_WHAT YOU ARE ASKED TO DO:_
Every entry is to be copied exactly as written, and the pictures are to be skipped.
===== DATA FOR ANALYSIS
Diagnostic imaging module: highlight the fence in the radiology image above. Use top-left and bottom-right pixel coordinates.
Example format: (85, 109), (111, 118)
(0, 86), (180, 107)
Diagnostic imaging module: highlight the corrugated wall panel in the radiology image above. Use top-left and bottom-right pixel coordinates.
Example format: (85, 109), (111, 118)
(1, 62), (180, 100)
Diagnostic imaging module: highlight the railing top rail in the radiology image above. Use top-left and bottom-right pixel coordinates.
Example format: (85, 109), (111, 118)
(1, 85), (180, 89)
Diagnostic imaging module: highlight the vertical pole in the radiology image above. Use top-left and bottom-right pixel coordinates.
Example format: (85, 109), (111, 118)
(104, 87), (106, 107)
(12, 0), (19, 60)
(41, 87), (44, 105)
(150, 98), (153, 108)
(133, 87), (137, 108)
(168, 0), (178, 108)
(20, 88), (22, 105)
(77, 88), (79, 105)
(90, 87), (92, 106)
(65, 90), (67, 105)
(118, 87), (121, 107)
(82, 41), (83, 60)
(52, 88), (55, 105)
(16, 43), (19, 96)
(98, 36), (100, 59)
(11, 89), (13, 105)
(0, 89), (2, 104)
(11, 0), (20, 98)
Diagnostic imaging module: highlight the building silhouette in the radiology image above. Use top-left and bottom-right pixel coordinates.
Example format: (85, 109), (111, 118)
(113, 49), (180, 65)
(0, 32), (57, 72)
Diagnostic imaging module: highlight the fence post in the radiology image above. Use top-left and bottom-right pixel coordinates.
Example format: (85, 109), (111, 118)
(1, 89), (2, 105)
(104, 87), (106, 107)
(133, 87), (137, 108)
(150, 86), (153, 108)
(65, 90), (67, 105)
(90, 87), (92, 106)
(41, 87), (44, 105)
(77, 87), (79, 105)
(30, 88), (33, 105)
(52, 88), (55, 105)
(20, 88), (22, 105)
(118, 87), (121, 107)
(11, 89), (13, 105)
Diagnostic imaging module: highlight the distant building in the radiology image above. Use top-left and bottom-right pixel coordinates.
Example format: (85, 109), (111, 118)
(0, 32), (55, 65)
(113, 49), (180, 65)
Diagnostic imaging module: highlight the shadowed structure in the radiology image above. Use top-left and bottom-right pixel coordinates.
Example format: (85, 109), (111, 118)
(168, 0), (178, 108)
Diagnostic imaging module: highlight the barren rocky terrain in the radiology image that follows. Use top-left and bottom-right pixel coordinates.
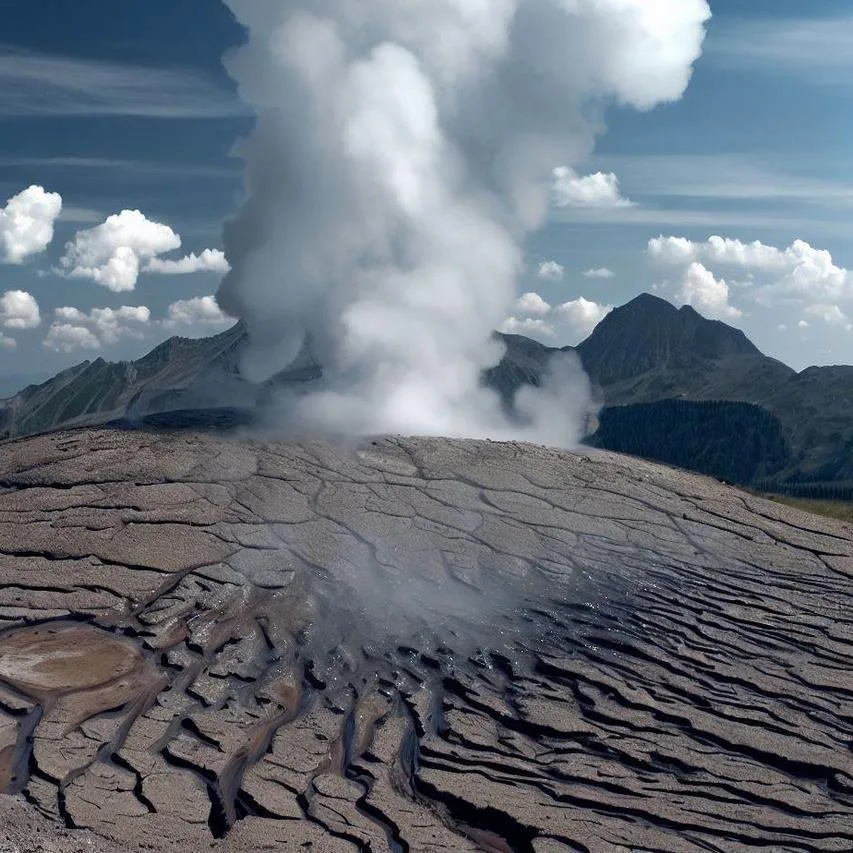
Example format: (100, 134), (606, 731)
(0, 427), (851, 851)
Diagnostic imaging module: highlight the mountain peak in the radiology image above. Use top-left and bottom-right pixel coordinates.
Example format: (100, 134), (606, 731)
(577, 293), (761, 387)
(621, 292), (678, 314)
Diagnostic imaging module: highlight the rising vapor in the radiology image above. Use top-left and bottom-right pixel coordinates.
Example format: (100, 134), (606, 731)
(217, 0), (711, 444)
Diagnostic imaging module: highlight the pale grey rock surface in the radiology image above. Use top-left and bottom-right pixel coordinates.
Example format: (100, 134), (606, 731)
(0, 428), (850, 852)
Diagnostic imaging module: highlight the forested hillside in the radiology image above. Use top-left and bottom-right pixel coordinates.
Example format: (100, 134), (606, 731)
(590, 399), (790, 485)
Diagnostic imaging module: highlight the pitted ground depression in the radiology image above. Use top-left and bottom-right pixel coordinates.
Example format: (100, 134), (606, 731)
==========
_RESPONSE FOR THIS EXERCISE:_
Diagnostic imaging module: highlight the fence in the radiology image above. Use top-left and bottom-right pixel coordinates.
Example format: (85, 109), (111, 118)
(0, 86), (180, 107)
Diagnostic imaging module: highlight the corrugated wall panel in the radiology image above. Use top-left and bottom-right pixel coordinates.
Example format: (85, 109), (111, 118)
(1, 62), (180, 100)
Diagnostic imaging module: highlight the railing top rail in the radiology image above. Use top-left and bottom-right pixel coordinates.
Example format: (85, 109), (111, 118)
(1, 85), (180, 89)
Diagnostic imaging module: highlight the vertical pole in the radiology image above. Use top-left and bottom-right pixel coordinates.
Example format: (85, 109), (111, 118)
(104, 87), (106, 107)
(12, 0), (19, 60)
(41, 87), (44, 105)
(150, 98), (153, 108)
(133, 87), (137, 108)
(168, 0), (178, 108)
(20, 88), (22, 105)
(77, 88), (79, 105)
(90, 87), (92, 106)
(65, 90), (67, 105)
(118, 87), (121, 107)
(82, 41), (83, 60)
(52, 88), (55, 105)
(16, 43), (19, 96)
(98, 36), (100, 59)
(11, 89), (13, 105)
(0, 89), (2, 104)
(11, 0), (20, 98)
Diagnostic imaging module: highlight the building silhouette in the radiology image above. Use top-left and bottom-right pixel coordinates.
Example format: (85, 109), (111, 118)
(113, 49), (180, 65)
(0, 32), (57, 72)
Diagnostic imaging module: highlight the fence post in the radiology image above. Use top-left and bottom-right pixel coordinates.
Example format: (85, 109), (111, 118)
(1, 89), (2, 105)
(104, 87), (106, 107)
(133, 87), (137, 108)
(150, 86), (153, 108)
(65, 90), (67, 105)
(90, 87), (92, 106)
(41, 87), (44, 105)
(77, 87), (79, 105)
(30, 88), (33, 105)
(52, 88), (55, 105)
(20, 88), (22, 105)
(118, 87), (121, 107)
(11, 89), (13, 105)
Diagnostic imaging module: highlight the distant building in the radiology image above. Use top-left and bottom-right pixel coordinates.
Example format: (85, 109), (111, 118)
(0, 32), (55, 65)
(113, 49), (180, 65)
Diagnostic imaging module: highlight the shadowed structure in the radiology image above. Use top-left and bottom-right pixel coordinates.
Example format: (85, 109), (111, 118)
(168, 0), (178, 108)
Diagnostic imaging module: highlight the barren rocky terrain in the radiology image that follows. Use top-left and bottom-right pixel coordinates.
Example format: (100, 134), (606, 731)
(0, 427), (851, 851)
Diagnostic imaging module: highlight the mountain peak in the radiology image above. Use top-left and bottom-right pixel coordinates.
Example format: (100, 134), (606, 731)
(577, 293), (761, 387)
(621, 292), (678, 314)
Diagnostic imaging module: highlight the rising vapor in the radiology image above. Use top-left and bottom-right pixel coordinates.
Example format: (100, 134), (606, 731)
(217, 0), (711, 444)
Diagnostic imaging module: highlight the pale grey rock surface in the radiology image above. Use top-left and bottom-right pixel coordinates.
Example format: (100, 134), (606, 731)
(0, 428), (850, 852)
Diagnostic imaging module: highlight the forested hillside in the radiology image above. Use top-left and bottom-right pixel coordinates.
Example format: (100, 134), (606, 731)
(590, 399), (790, 485)
Diagnostic imaging module: highlight the pitted ground depression in the radiology image above. Use top-left and bottom-right pixel coordinates.
Example format: (100, 134), (606, 731)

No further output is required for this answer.